══ PROVIDED MATERIAL

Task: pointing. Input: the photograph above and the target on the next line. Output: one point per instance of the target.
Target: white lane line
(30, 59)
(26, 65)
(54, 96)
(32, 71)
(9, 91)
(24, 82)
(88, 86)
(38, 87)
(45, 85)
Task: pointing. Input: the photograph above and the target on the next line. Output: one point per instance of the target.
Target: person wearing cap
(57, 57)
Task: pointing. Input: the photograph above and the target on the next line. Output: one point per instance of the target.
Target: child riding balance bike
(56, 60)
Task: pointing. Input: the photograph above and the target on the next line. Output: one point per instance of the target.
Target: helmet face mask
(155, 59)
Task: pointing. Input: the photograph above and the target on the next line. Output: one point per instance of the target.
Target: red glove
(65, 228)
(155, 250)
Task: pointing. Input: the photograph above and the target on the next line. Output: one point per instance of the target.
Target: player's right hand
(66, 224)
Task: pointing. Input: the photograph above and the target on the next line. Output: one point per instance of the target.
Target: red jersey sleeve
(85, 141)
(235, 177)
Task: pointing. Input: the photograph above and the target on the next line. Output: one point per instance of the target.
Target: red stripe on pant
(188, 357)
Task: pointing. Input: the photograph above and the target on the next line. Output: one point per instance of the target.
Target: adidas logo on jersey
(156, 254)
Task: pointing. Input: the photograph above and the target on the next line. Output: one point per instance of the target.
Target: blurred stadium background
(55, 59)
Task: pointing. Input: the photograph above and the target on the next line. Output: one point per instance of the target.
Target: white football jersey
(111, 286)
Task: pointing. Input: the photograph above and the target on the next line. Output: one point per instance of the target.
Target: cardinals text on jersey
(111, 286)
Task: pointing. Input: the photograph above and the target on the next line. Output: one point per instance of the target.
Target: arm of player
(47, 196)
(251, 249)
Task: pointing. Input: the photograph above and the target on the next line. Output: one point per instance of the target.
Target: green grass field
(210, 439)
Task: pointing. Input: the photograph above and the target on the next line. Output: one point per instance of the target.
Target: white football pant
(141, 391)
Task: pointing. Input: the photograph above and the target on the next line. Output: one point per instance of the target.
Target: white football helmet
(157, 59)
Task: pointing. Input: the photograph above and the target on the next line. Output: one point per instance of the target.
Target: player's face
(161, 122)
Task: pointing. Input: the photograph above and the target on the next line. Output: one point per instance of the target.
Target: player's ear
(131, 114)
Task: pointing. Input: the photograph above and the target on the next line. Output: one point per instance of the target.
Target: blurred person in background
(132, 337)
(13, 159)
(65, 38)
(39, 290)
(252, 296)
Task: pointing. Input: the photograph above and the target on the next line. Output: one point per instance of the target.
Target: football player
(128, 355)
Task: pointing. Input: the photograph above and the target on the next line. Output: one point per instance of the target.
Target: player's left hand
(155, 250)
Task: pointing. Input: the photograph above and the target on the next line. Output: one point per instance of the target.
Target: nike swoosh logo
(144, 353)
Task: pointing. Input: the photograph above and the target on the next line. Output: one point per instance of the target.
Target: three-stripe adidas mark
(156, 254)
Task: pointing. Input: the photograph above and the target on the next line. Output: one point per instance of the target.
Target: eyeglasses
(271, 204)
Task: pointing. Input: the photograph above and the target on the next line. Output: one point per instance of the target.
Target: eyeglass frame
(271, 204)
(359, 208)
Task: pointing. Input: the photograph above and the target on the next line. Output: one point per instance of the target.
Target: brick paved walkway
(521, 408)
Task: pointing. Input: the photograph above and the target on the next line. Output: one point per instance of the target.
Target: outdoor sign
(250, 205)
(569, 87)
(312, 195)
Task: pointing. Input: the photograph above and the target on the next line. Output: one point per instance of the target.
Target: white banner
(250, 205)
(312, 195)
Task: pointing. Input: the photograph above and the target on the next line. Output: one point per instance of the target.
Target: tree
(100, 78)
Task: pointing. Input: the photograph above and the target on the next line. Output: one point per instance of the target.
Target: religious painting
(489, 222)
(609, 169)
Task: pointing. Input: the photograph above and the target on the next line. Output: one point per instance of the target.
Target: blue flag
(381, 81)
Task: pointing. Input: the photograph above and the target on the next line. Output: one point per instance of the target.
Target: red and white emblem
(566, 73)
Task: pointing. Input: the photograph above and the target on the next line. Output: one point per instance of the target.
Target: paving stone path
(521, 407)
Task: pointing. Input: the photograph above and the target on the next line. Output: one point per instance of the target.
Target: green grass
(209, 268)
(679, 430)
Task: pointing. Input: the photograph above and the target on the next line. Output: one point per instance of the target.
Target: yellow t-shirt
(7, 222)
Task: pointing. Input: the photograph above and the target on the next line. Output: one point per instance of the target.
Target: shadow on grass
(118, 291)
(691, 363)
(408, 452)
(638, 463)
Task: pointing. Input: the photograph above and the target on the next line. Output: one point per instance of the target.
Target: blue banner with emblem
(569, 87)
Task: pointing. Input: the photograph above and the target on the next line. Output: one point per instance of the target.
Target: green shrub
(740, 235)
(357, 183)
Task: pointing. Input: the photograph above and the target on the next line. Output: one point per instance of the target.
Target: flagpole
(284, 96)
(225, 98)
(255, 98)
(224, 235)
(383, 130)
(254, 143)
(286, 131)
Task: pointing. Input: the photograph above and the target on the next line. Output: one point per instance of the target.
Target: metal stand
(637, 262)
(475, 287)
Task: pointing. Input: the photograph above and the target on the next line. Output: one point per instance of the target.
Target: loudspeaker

════

TASK PROMPT
For each entry above, please make an exact copy.

ANSWER
Task: pointing. Input: the photograph above and the target on the next line. Output: one point per instance of the target.
Target: white lane line
(30, 59)
(26, 65)
(54, 96)
(32, 71)
(9, 91)
(24, 82)
(88, 86)
(38, 87)
(45, 85)
Task: pointing. Input: the photograph above and the target on the next line. Output: one point per instance of the target.
Target: person wearing cap
(57, 57)
Task: pointing. Input: the photograph above and the target on the next line. Output: one point per instance of the target.
Target: child riding balance bike
(56, 60)
Task: pointing. Input: the photograph above and the target on the next line. Output: one point per instance of the target.
Target: helmet face mask
(155, 59)
Task: pointing. Input: the photograph above and the target on the next line. Output: one point per instance of the target.
Target: red glove
(65, 228)
(155, 250)
Task: pointing. Input: the photograph above and the target on the next line. Output: one point per instance of the target.
Target: player's right hand
(66, 224)
Task: pointing. Input: the photograph above and the target on the next line. Output: one point per instance of the target.
Target: red jersey sleeve
(85, 141)
(235, 177)
Task: pointing. Input: the photograph above and the target on the next line. Output: one point per instance of the target.
Target: red stripe on pant
(188, 357)
Task: pointing. Input: the photograph above and the target on the next line. Output: one point per instance of the target.
Target: adidas logo on jersey
(156, 254)
Task: pointing. Input: the photograph above and the target on the next line. Output: one point per instance of the target.
Target: blurred stadium background
(55, 59)
Task: pointing. Input: the photograph above and the target on the next line. Output: one point per instance of the target.
Target: white football jersey
(111, 286)
Task: pointing. Input: the photograph above and the target on the next line. Output: one point per instance of the target.
Target: cardinals text on jersey
(111, 286)
Task: pointing. Input: the photograph above and the target on the next line. Output: one point per instance of the target.
Target: arm of player
(47, 196)
(251, 249)
Task: pointing. Input: the photograph above and the target on the next line. Output: one point per instance of the target.
Target: green grass field
(210, 439)
Task: pointing. Input: the photograph above and the target on the next line. Output: one point per instance of the target.
Target: white football pant
(141, 391)
Task: pointing. Input: the photograph above and the target on the next line. Output: one point per instance of the target.
Target: white football helmet
(157, 59)
Task: pointing. Input: the photograph above and the target on the next line. Output: one point per instance of the target.
Target: player's face
(161, 122)
Task: pointing. Input: the photograph above and the target on the next line. Output: one point per instance of the target.
Target: player's ear
(131, 114)
Task: pointing. Input: the photograph above and the target on the next line. Output: one point per instance of the target.
Target: blurred person in background
(132, 337)
(13, 159)
(65, 38)
(39, 290)
(252, 296)
Task: pointing. Input: the photograph above and the target on the next line. Output: one point per instance of the target.
Target: football player
(128, 355)
Task: pointing. Input: the photograph above and the target on the next line. Output: one point per instance of the target.
Target: player's left hand
(155, 250)
Task: pointing. Input: the photograph above and the target on the next line. Output: one point per instance of the target.
Target: nike swoosh logo
(144, 353)
Task: pointing. Input: the photograph above and the target on the next line. Output: one point per instance of the target.
Target: three-stripe adidas mark
(156, 254)
Task: pointing. Input: the photograph above and the target on the next line. Output: one point per instance of the target.
Target: eyeglasses
(271, 204)
Task: pointing. Input: the photograph above and the target on the next line. Output: one point per instance of the target.
Target: eyeglass frame
(271, 204)
(359, 208)
Task: pointing. Input: the photograph above and the target on the next line. Output: one point per instance of the target.
Target: brick paved walkway
(521, 408)
Task: pointing. Input: the photograph above and the target on the next line. Output: one point per instance of the target.
Target: outdoor sign
(250, 205)
(569, 87)
(312, 195)
Task: pointing. Input: the photograph above and the target on the next line. Output: one point per instance of the target.
Target: white banner
(250, 205)
(312, 195)
Task: pointing. Input: the photograph above and the target on the next line. Output: one point per instance of the target.
Target: tree
(100, 78)
Task: pointing. Input: the photograph above and the target on the next line. Output: one point per instance of the target.
Target: religious painting
(489, 222)
(609, 169)
Task: pointing. Input: the photograph above and the target on the next line. Output: one point per instance of the target.
Target: blue flag
(381, 81)
Task: pointing. Input: the photograph above and the target on the next line. Output: one point per instance of the target.
Target: red and white emblem
(566, 73)
Task: pointing. Input: the photograph above and the target on the next line. Output: one point per instance of the target.
Target: paving stone path
(521, 407)
Task: pointing. Input: the photograph above and the target on the next line. Output: one point per instance of the target.
Target: green grass
(209, 268)
(679, 430)
Task: pointing. Input: the photograph above and the target on the next line. Output: one point per instance of the target.
Target: yellow t-shirt
(7, 222)
Task: pointing. Input: the photograph above and the target on the next line. Output: one point per instance of the target.
Target: shadow on grass
(118, 291)
(691, 363)
(408, 452)
(638, 463)
Task: pointing. Input: the photograph above and the target on the next line. Output: one point per instance of the target.
Target: blue banner with emblem
(569, 87)
Task: pointing. Input: the photograph above and the target on the next line. Output: one point per instance of the target.
Target: green shrub
(740, 235)
(357, 183)
Task: pointing. Input: the photograph above and the target on the next line. Output: one point per instance of the target.
Target: flagpole
(284, 96)
(225, 98)
(255, 98)
(224, 235)
(383, 130)
(254, 143)
(286, 131)
Task: pointing. Input: the photograph above and the target on the next line. Output: one point per instance of the target.
Target: metal stand
(637, 262)
(475, 287)
Task: pointing. Input: the photograph above and the target on the next line. Output: one point per instance of the target.
Target: loudspeaker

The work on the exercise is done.